━━━ Text passage

Although the likes of Facebook and Google have openly welcomed this, it will undoubtedly lead to a dramatic increase in the amount of tax they pay and benefit more countries where they operate.
But… What does this mean for the UK and for Mr Sunak’s recently announced plans to boost investment into the UK through Free Trade Zones and Super Deductions? Are they now dead in the water?
I guess we will have to wait and see, but I think the government will need to readdress their plans and expand on how they aim to make the UK more enticing to big business. This isn’t to say that the new G7 agreement is bad for the UK – Quite the opposite – It will undoubtedly bring in more tax to the UK, and it is my opinion that with the UK being an international hub for innovation within the tech, science, and finance industries, the UK will hold a greater appeal to companies with tax incentives elsewhere no longer offering the billions in tax cuts currently offered.
While many have said that the minimum rate of 15% is too low (and in reality, it is only marginally higher than that of many tax havens like Ireland and Singapore), the most important aspects – like how this will be implemented and ensuring current tax strategies and loopholes can’t be used by big business to further mitigate their tax liabilities.
Not only will this help to create a fairer tax system and bring in additional tax revenue – that no doubt after the cost of Covid governments will be very happy to see, but it will hopefully level the playing field between big tech and their smaller upcoming competitors.
Of course, there is still a long way to go in the implementation of this, more countries have to sign up and the finer details of the agreement need to be ironed out, with the next steps bringing the deal to the G20, whose finance ministers will be meeting in Venice next month and then 135 nations will have their say at the Organisation for Economic Co-operation and Development meeting later this year.
So, this is just the first step and the final global agreement may end up looking very different once other parties have had their input, but if a consensus can be reached, we could see the reforms starting to come in next year.
What are your thoughts on the proposed agreement and how can you see it affecting your business and the UK tech industry?

━━━━━━
━━━ Recorded information

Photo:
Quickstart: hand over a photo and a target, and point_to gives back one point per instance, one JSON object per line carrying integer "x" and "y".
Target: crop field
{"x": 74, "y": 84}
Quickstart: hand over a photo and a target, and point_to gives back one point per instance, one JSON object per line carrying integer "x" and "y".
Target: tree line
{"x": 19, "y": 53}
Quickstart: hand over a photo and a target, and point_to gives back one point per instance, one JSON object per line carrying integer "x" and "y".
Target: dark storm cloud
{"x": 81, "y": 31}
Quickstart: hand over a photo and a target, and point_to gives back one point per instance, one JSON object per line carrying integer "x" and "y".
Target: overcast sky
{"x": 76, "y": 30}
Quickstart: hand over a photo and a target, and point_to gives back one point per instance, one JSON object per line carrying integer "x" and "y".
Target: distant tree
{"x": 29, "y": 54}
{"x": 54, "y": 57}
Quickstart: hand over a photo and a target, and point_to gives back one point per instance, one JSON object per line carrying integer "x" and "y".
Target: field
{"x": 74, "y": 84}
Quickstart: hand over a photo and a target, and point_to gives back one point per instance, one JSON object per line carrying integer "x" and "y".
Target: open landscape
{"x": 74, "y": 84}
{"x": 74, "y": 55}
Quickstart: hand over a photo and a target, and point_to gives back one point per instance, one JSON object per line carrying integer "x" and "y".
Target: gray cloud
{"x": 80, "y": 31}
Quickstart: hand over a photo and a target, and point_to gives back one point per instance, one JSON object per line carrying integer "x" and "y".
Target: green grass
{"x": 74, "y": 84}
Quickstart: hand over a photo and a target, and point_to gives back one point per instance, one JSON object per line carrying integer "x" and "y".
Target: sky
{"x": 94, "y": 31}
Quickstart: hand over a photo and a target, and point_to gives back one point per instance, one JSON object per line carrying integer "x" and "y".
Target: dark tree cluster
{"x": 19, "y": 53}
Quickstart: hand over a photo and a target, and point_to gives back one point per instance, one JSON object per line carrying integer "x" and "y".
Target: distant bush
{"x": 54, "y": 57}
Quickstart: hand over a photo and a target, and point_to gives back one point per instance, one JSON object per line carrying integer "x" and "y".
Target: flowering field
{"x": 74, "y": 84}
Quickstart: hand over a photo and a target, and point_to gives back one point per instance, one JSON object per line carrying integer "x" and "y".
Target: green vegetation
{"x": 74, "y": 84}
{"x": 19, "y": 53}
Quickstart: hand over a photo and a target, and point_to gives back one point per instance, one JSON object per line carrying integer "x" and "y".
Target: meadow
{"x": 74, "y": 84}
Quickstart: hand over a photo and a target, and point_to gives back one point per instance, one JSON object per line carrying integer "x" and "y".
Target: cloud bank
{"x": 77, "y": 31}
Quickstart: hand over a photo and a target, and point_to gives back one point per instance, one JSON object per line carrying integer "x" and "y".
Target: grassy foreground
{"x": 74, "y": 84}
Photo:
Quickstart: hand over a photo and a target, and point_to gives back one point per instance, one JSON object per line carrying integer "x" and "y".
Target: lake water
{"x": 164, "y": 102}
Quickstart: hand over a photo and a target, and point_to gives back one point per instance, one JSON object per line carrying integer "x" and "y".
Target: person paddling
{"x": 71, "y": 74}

━━━━━━

| Problems and tasks |
a) In the passage on the G7 tax agreement, print the part that begins at the words "Although the likes" and stops after "where they operate.".
b) Answer these from the passage on the G7 tax agreement:
(i) Through what two measures did Mr Sunak plan to boost investment into the UK?
(ii) What minimum rate does the agreement set?
(iii) How many nations will have their say at the Organisation for Economic Co-operation and Development meeting?
Answer from the text alone.

| Outputs by task |
a)
Although the likes of Facebook and Google have openly welcomed this, it will undoubtedly lead to a dramatic increase in the amount of tax they pay and benefit more countries where they operate.

b)
(i) Free Trade Zones and Super Deductions
(ii) 15%
(iii) 135